-- Reading text follows --

It’s Urology Awareness Month, so we’d like to shine a light on some of the unsung heroes of medicine!
You may have some idea of what urology is. But if you’ve never had an appointment or needed treatment then it’s understandable if the word isn’t ringing any bells. For your health (and peace of mind), all guys should start seeing a urologist from the age of 40, so urology is an area of medicine that’s worth getting your head around.
What is urology?
Urology is the field of medicine that deals with the urinary tract. So that includes the kidneys and bladder for all sexes, and the male reproductive system.
What can a urologist help with?
A urologist can help with issues like stones, tumours, and incontinence, but also male fertility issues. Any conditions in the male reproductive system – testes, penis, prostate – are investigated and treated by urologists. They’re there to figure out what may be causing you pain or discomfort, but also to help you become a parent.
Many conditions can be checked and treated by your GP. But if you need specialist treatment then this is where a urologist can step in. Fertility is an area that usually requires more specialist treatment and guidance than most GPs are able to give you, so a urologist can be a very helpful health practitioner during your fertility journey.
How is a urologist different from a fertility specialist at a clinic?
A male fertility specialist will likely be a urologist!
The difference is simply that a fertility specialist at a clinic is there to assess your health in regards to fertility. They are there to help you conceive. That may mean suggesting surgeries, medicine, assisted fertility treatments or lifestyle changes. But if they find other urological conditions that have implications for your larger health rather than just your fertility, you’ll probably be referred to another urologist or clinic for treatment.
Simply put, your fertility specialist is a urologist trying to help you conceive. But if they find something like suspicious lumps on your testicles that could be cancerous, then they’ll send you to a different urologist. Either way – you’re in good hands!
When should you see a urologist?
Since urology covers a lot of ground for male anatomy, there are many symptoms which can lead to an appointment:
- urinating more frequently than normal
- blood in the urine
- changes to male genitals such as lumps
- erectile dysfunction
- painful urination
- if you and your partner have been unable to get pregnant after 1 year of trying
With any changes like these it’s best to head to the GP to talk through your concerns and symptoms. Your GP can give you a number of tests, screenings and treatments for urinary, sexual and prostate problems. But they may then refer you to a urologist.
Doctors suggest that men start to have regular urology appointments at the age of 40. This puts you in much better control of your urinary, sexual and prostate health. It means you’re much more likely to catch out any dangerous diseases or conditions before they become worse. Even if you’ve had no problems, diagnosing a nasty disease or condition early on can make all the difference to your life and health.
What can I expect at a urology appointment?
A urology appointment for your fertility will likely be a chat with the doctor about your medical history and any current issues, a painless examination and a semen analysis.

-- Reading text concluded --
-- Raw data follows --

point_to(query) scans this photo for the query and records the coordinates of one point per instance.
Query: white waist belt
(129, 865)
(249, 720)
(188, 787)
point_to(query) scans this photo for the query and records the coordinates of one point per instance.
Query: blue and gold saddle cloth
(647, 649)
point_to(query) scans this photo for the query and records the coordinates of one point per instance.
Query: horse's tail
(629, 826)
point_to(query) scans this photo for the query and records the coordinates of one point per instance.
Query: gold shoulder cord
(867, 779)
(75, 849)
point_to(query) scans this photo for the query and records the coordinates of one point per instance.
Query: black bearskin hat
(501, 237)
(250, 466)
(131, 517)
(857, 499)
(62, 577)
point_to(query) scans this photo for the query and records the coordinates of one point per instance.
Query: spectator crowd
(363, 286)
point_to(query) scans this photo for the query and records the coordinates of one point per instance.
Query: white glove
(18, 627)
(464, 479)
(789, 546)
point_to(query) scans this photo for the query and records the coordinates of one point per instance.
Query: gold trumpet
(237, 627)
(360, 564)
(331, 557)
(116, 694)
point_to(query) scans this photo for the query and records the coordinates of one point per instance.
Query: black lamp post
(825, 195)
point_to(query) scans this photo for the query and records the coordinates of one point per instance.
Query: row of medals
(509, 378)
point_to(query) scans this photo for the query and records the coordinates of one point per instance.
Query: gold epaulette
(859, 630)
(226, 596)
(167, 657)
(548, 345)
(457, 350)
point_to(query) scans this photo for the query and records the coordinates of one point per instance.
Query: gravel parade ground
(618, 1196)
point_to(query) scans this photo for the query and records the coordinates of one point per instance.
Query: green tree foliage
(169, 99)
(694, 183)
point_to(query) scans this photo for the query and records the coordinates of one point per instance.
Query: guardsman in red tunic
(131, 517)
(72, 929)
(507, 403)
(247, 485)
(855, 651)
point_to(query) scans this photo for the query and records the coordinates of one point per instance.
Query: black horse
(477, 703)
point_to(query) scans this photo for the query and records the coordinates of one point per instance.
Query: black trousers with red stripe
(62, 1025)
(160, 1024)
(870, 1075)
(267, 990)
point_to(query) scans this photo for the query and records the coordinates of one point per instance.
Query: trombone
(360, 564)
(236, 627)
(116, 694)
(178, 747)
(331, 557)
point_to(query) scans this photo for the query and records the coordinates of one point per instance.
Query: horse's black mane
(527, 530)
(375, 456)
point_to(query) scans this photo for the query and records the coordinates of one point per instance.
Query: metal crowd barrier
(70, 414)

-- Raw data concluded --
-- Raw data follows --

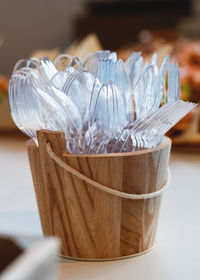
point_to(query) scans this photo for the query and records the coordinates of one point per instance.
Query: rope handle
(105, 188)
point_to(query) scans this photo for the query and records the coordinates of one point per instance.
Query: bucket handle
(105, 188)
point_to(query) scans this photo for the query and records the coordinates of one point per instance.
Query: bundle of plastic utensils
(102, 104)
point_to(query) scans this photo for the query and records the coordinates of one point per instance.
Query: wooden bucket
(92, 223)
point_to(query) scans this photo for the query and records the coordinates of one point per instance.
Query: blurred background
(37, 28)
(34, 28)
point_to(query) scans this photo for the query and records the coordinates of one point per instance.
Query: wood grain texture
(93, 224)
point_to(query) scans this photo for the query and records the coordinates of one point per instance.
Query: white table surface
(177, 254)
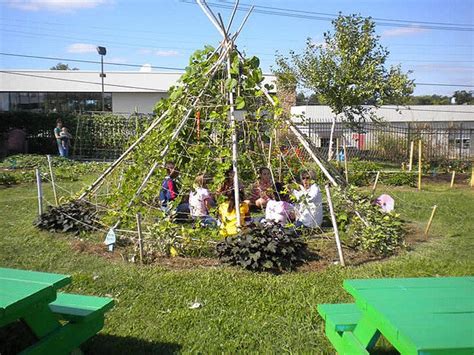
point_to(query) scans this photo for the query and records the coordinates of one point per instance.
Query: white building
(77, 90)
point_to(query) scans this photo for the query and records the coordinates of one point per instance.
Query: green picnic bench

-- Raw data concluded --

# [Exercise set]
1 – Using the text on urology, decide whether each statement below agrees with it. Answer yes or no for each, and quote the words from the text that decide it.
(a) Urology covers the kidneys and bladder in men only.
(b) A male fertility specialist is likely to be a urologist.
(c) Doctors suggest that men begin regular urology appointments at the age of 50.
2 – Continue the text on urology from its last sentence.

# [Written responses]
1 –
(a) No: "So that includes the kidneys and bladder for all sexes, and the male reproductive system."
(b) Yes: "A male fertility specialist will likely be a urologist!"
(c) No: "Doctors suggest that men start to have regular urology appointments at the age of 40."

2 –
A physical check for a man will generally involve feeling his abdomen, examining his genitals, and a digital exam to feel his prostate. Now these sorts of exams may seem embarrassing, but take comfort in the fact that pretty much every male will have these tests at some point. It’s just a short – albeit awkward – part of your day with a professional who knows what they’re doing. If your physical exams are all normal, you should be able to just head home and rest easy in the knowledge you’re healthy and don’t need to worry about a big section of your health for a while.
Semen analyses from labs can take a week’s time, so you might be called in for another appointment to discuss your results. Then depending on your results you may need to discuss treatment plans. You can usually improve your semen quality with exercise and diet changes, but sometimes it’s not that easy. Your urologist can then talk you through alternative options like surgeries and fertility treatment, and any concerns you might have.
Hopefully that gives you some peace of mind for your future appointment. That being said, if you’re biting your nails waiting for an upcoming urology appointment, you can always call up the clinic or doctor and ask exactly what will happen during your visit.
Can my ExSeed Test results help me at a urology appointment?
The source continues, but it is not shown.